Text section ▸
By Carole Di Tosti . . .
French documentarian Alice Diop applies her well-honed skills to reconfigure the true story of an infanticide by spinning it into her debut fictional narrative Saint Omer. Currently showing at the NYFF60, her gripping courtroom drama pulsates with irony, thematic complexity and soulful humanity.
When Fabienne Kabou subjected her 15-month-old baby girl to the rising tides on a beach in Berck-sur-Mer in 2013, drowning her, the public reaction, understandably, was one of shock and loathing. While pregnant, Diop read about Kabou’s decision to kill her baby. Struck by an indefinable connection she felt with Kabou, Diop poured her feelings into the character of Rama, a journalist, whose perspective she uses to evoke her rich examination of female personhood, as it abuts cultural definitions of motherhood and womanhood, all pervasive ideas in Saint Omer.
Rama (the superb Kayjie Kagame), becomes Diop’s alter-ego, through which we attempt to understand the crime and killer. Diop renames the tragic Kabou as the character Laurence Coly (the mesmerizing Guslagie Malagie).
The film begins as Rama, a successful novelist, gives a lecture in a university classroom on Marguerite Duras, the screenwriter of Hiroshima, Mon Amour. In what becomes a key theme in Saint Omer, Rama discusses that in the film, Duras converted the shame directed at the shaven-headed, female French collaborators in World War II. In the film they move from traitors to heroines. Rama refers to this conversion as bringing these women into a state of grace by viewing their actions in a different way—a bold, defiant act in its redefinition and absolution.
Diop switches the scene to Rama’s discussion of her intended research with her colleague. She has chosen to look into Laurence Coly’s infanticide, an act which may have some parallels with the character Medea, the most renowned of women child killers in all of literature. Rama’s approach is to sit in on Coly’s trial at the Saint-Omer Criminal Court: to watch the defense and prosecution, draw her own comparisons and conclusions, relate them to the characterization of Medea, then shape her work.
In scenes with Rama, her partner Adrien (Thomas De Pourquery), and her family, we note that Rama’s relationship with her mother is disaffected. Diop establishes this fact when it becomes apparent that she and Adrien hide the joyous news that she is pregnant from her mother and the rest of the family. This strain in her relationship with her mother haunts Rama in her dreams during the trial. Clearly, she notes the similarity between her relationship with her own mother and Coly’s relationship with her child, whom she supposedly loves, but kills.

Data section ▸
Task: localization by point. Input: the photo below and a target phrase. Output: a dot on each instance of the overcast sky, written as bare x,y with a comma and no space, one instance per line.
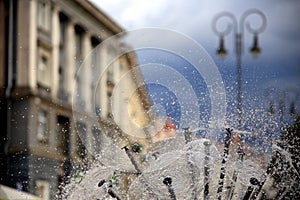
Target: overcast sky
277,67
280,42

Problems to solve ▸
• 1. Reproduce the part of the Saint Omer review that begins at the words "By Carole Di" and stops after "in Saint Omer.".
• 2. List every actor the Saint Omer review names, with the character each one plays.
The data here was taken from a separate source.

Full answers ▸
• 1.
By Carole Di Tosti . . .
French documentarian Alice Diop applies her well-honed skills to reconfigure the true story of an infanticide by spinning it into her debut fictional narrative Saint Omer. Currently showing at the NYFF60, her gripping courtroom drama pulsates with irony, thematic complexity and soulful humanity.
When Fabienne Kabou subjected her 15-month-old baby girl to the rising tides on a beach in Berck-sur-Mer in 2013, drowning her, the public reaction, understandably, was one of shock and loathing. While pregnant, Diop read about Kabou’s decision to kill her baby. Struck by an indefinable connection she felt with Kabou, Diop poured her feelings into the character of Rama, a journalist, whose perspective she uses to evoke her rich examination of female personhood, as it abuts cultural definitions of motherhood and womanhood, all pervasive ideas in Saint Omer.

• 2.
- Kayjie Kagame: Rama
- Guslagie Malagie: Laurence Coly
- Thomas De Pourquery: Adrien